Segment Start: Extracted records

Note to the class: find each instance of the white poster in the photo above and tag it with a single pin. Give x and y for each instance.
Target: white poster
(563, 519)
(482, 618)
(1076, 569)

Segment End: Extracted records

[Required work]: Every line of the material needs to be returned exactly.

[Task solution]:
Note to the class: find each instance of the white poster in the photo above and tag it with a single pin. Give x and y for each instance.
Target: white poster
(563, 519)
(482, 618)
(1076, 569)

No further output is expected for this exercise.